>> BEGIN RECORDS TO USE

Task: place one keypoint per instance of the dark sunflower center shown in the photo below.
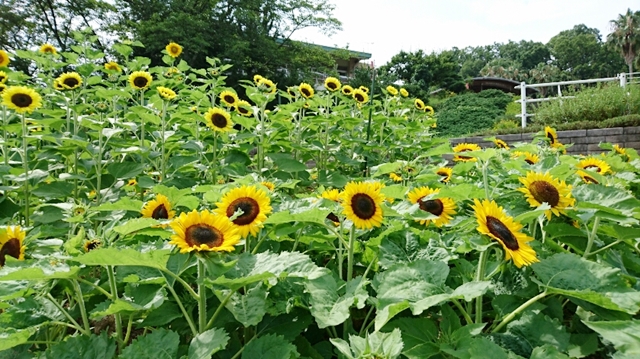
(498, 229)
(544, 191)
(363, 206)
(21, 100)
(433, 206)
(71, 82)
(160, 212)
(249, 207)
(203, 234)
(219, 120)
(140, 81)
(11, 248)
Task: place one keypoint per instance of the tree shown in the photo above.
(626, 36)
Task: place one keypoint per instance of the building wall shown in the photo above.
(585, 142)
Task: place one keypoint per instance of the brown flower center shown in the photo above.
(433, 206)
(363, 206)
(160, 212)
(249, 207)
(21, 100)
(11, 248)
(544, 191)
(498, 229)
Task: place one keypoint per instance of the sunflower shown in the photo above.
(360, 96)
(254, 204)
(166, 93)
(394, 177)
(493, 222)
(4, 59)
(91, 245)
(204, 231)
(158, 208)
(539, 188)
(596, 164)
(361, 204)
(140, 80)
(11, 243)
(174, 49)
(586, 177)
(112, 66)
(21, 99)
(70, 80)
(218, 120)
(243, 107)
(464, 147)
(48, 49)
(500, 143)
(446, 173)
(429, 110)
(306, 90)
(332, 84)
(347, 90)
(331, 194)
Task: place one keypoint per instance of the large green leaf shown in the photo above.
(572, 276)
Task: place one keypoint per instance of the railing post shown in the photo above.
(523, 103)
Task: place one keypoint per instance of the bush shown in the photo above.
(597, 104)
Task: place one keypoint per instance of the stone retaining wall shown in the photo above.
(585, 142)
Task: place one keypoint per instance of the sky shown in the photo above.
(383, 28)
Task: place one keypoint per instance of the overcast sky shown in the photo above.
(385, 27)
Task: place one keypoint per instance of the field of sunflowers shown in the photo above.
(159, 212)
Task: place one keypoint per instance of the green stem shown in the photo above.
(518, 310)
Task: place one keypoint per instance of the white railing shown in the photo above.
(623, 78)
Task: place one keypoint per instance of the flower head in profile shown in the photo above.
(204, 232)
(495, 223)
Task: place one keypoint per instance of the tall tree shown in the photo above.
(626, 36)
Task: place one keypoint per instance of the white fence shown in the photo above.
(623, 79)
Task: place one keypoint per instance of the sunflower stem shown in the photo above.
(202, 294)
(484, 255)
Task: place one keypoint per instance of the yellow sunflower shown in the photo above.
(361, 204)
(229, 98)
(443, 208)
(218, 120)
(12, 244)
(244, 108)
(252, 202)
(91, 245)
(48, 49)
(465, 147)
(594, 164)
(446, 173)
(493, 222)
(21, 99)
(332, 84)
(306, 90)
(347, 90)
(140, 80)
(204, 231)
(586, 177)
(500, 144)
(70, 80)
(158, 208)
(360, 96)
(112, 66)
(174, 50)
(539, 188)
(4, 59)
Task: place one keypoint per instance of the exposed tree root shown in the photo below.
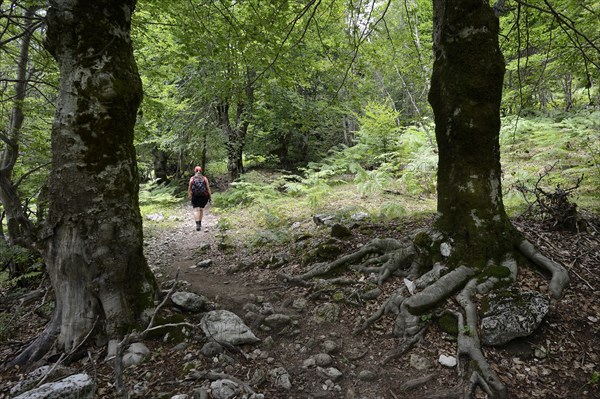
(387, 251)
(560, 278)
(40, 346)
(469, 347)
(428, 290)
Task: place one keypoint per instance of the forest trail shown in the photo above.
(569, 333)
(181, 248)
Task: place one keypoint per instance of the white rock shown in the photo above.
(225, 326)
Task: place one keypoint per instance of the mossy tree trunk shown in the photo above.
(466, 90)
(93, 237)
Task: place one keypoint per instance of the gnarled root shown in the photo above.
(41, 345)
(469, 348)
(560, 277)
(388, 251)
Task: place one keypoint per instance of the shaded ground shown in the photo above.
(562, 360)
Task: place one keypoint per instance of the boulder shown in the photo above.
(189, 301)
(224, 389)
(51, 373)
(512, 314)
(79, 386)
(135, 354)
(225, 326)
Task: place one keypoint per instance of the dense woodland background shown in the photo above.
(297, 108)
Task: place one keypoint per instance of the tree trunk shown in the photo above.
(93, 243)
(466, 90)
(19, 228)
(161, 165)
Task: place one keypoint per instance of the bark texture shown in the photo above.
(20, 229)
(93, 238)
(466, 90)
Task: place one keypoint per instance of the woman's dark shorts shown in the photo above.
(199, 201)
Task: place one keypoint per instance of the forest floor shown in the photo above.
(561, 360)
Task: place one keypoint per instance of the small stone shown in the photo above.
(340, 231)
(331, 373)
(277, 320)
(326, 313)
(224, 389)
(367, 375)
(323, 359)
(211, 349)
(299, 304)
(419, 363)
(330, 346)
(447, 361)
(281, 378)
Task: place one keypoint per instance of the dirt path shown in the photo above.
(568, 333)
(182, 248)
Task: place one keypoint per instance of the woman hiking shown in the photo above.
(199, 192)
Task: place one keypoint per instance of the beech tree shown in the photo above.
(472, 246)
(92, 239)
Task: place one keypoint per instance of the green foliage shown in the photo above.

>> END RECORDS TO USE

*AIM*
Reproduce every line of the items above from the line with "Task: place one keypoint per instance of the woman hiking" through the end, requests included, and shift each answer coordinate by adding 119 to it. Give only those lines.

*SOLUTION TO THIS TASK*
Task: place one keypoint per instance of the woman hiking shown in the photo above.
(318, 311)
Task: place one keypoint per instance of the beech tree shown in the photo above.
(591, 365)
(211, 358)
Task: place one keypoint per instance of the green foliage shown in the photo above.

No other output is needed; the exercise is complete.